## [Aim of the exercise]
In the records below, count every line that includes the word "grassy". Provide the total alone.

Recorded data
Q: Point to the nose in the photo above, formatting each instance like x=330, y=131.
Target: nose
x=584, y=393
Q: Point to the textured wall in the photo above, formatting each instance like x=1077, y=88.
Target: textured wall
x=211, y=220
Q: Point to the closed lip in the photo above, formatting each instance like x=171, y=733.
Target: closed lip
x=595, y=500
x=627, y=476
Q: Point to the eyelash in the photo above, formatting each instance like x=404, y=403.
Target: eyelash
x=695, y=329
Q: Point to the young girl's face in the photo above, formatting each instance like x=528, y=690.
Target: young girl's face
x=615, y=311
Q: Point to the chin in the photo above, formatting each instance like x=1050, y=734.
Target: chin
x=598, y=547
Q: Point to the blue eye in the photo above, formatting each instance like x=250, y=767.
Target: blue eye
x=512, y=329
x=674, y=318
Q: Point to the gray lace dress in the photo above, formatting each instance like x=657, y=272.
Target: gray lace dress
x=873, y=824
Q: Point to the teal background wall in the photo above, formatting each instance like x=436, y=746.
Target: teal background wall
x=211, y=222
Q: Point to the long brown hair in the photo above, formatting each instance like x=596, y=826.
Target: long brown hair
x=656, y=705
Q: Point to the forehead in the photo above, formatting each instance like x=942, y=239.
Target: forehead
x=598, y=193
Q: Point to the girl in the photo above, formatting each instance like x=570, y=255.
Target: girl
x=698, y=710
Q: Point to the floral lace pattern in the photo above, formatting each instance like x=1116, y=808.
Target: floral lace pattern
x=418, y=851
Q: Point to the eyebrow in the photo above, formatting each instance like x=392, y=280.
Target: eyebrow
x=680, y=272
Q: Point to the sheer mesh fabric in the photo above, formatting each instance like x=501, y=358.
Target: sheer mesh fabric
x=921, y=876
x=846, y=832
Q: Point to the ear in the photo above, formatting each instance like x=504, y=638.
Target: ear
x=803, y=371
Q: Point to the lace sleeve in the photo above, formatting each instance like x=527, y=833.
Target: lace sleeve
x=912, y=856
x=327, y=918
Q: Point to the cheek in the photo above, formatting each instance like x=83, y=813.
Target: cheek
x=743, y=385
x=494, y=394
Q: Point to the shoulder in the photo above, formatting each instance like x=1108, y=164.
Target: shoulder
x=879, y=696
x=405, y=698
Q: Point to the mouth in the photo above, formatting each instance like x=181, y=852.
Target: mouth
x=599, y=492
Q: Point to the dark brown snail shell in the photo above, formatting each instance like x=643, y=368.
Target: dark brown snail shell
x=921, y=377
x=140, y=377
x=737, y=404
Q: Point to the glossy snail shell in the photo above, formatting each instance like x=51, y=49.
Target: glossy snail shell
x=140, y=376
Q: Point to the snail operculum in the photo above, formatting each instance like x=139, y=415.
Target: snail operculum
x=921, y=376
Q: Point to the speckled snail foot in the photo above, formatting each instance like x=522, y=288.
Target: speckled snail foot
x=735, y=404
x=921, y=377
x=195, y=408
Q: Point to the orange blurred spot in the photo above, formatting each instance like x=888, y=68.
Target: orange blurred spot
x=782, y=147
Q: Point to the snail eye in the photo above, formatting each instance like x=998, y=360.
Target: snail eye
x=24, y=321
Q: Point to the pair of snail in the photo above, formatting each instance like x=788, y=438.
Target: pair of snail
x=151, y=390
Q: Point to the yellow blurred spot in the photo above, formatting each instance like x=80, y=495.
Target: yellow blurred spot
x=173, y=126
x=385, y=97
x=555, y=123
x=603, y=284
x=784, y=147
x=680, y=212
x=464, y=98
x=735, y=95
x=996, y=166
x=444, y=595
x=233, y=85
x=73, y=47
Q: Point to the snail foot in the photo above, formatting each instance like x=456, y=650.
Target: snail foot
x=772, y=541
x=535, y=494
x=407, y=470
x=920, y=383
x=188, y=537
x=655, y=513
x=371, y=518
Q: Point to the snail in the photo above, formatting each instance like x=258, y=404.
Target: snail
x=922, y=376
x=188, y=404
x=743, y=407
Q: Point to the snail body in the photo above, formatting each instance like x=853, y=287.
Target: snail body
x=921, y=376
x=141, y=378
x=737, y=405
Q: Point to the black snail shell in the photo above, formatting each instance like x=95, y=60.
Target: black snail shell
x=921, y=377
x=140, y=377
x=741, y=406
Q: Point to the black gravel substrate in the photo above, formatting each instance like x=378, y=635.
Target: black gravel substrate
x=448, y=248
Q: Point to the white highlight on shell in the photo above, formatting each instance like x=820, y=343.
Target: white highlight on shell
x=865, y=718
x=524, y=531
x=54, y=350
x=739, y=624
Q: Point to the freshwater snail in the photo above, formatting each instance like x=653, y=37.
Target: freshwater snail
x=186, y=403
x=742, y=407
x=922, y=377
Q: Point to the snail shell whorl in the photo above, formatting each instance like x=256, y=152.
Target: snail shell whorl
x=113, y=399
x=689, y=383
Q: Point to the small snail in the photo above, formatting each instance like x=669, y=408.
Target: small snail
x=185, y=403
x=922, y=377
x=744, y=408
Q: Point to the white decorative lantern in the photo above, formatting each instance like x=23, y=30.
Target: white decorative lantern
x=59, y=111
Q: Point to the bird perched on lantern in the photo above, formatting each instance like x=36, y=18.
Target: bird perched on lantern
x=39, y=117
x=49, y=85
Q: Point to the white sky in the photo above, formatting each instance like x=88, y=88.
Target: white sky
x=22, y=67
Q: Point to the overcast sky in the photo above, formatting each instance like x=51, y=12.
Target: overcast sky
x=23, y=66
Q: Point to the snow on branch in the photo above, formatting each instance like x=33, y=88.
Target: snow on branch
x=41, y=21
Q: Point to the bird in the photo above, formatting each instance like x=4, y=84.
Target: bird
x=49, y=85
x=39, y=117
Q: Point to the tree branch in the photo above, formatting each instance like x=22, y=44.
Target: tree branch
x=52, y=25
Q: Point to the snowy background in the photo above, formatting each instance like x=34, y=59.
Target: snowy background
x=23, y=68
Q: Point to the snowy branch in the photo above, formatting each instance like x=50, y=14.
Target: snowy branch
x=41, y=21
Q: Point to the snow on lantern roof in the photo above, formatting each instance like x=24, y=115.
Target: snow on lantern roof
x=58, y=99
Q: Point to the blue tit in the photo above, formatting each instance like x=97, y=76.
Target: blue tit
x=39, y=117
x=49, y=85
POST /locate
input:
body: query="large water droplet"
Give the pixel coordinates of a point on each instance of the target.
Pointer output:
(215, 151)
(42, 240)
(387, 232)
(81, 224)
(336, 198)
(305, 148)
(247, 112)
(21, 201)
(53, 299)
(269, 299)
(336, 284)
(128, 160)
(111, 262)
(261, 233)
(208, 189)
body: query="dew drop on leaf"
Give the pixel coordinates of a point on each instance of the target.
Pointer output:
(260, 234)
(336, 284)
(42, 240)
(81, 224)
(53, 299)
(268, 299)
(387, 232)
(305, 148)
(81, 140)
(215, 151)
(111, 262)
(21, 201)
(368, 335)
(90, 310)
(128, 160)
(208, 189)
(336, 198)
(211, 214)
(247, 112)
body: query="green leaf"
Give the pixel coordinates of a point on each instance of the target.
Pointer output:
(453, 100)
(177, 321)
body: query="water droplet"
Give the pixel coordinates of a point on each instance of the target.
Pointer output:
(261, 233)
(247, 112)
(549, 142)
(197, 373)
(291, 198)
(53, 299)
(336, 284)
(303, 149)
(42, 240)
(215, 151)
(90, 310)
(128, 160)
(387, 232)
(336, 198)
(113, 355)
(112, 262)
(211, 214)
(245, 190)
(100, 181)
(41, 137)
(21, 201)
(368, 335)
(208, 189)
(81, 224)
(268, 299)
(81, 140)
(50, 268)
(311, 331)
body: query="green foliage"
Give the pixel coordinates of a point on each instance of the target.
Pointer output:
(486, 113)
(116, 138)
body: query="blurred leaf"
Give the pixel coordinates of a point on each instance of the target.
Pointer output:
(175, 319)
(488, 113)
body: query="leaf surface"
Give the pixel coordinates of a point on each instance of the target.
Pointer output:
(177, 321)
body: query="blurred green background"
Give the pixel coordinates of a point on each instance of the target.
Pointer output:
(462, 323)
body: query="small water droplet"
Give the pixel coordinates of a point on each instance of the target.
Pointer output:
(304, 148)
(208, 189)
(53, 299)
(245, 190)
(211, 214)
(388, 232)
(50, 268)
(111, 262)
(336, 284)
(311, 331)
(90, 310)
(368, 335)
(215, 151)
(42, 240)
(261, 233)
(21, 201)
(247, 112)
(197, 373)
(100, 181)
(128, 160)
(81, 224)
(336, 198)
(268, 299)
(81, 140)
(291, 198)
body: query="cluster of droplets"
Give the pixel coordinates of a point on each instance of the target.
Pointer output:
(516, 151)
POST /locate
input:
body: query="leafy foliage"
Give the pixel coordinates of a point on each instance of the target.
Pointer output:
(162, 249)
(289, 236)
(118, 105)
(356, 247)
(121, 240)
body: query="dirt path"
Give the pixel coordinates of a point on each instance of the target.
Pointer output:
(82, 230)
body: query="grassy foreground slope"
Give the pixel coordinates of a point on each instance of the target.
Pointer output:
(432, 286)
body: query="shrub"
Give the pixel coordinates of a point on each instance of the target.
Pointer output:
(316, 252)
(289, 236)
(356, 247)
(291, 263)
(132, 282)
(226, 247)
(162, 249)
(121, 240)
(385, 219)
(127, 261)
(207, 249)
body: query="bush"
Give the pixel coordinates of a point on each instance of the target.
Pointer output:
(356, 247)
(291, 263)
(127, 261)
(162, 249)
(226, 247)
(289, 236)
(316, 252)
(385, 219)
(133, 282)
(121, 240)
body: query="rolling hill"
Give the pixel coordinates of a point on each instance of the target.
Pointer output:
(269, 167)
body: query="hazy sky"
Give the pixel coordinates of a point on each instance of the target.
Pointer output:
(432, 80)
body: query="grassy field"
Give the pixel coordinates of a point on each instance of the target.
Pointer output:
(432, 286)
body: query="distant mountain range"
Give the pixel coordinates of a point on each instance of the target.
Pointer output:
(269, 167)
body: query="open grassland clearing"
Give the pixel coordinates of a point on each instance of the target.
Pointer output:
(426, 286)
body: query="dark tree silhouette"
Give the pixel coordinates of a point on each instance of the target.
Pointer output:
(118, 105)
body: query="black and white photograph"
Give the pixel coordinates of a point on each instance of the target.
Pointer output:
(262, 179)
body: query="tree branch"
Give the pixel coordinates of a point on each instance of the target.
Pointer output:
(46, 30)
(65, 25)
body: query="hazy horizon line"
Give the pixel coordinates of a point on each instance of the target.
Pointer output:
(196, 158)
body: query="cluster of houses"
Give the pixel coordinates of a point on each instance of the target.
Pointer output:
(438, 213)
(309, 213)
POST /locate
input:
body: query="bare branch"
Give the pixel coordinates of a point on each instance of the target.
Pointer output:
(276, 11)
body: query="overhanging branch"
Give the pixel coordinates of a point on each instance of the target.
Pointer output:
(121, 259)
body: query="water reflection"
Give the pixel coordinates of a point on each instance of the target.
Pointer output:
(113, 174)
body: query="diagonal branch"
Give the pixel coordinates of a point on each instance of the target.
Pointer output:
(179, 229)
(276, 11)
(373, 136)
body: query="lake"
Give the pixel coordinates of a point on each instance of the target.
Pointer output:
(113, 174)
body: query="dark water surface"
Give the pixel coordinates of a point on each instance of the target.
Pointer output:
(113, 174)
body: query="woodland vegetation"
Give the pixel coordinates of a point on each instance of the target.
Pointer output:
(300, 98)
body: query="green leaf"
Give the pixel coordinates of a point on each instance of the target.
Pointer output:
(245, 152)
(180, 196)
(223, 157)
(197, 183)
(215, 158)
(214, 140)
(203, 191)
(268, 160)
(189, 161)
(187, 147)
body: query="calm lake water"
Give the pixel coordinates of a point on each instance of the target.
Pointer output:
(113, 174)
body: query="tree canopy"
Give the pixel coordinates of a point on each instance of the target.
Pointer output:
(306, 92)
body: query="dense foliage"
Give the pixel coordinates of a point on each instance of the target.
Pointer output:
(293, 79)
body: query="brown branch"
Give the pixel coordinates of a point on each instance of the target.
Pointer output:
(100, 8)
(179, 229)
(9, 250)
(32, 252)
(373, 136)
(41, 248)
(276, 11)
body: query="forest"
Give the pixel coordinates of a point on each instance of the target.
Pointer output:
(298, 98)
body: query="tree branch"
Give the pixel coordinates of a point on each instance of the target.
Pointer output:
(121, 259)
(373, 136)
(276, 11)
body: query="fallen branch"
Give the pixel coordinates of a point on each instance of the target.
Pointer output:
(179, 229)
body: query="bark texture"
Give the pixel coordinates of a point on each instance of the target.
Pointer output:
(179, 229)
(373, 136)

## [Result]
2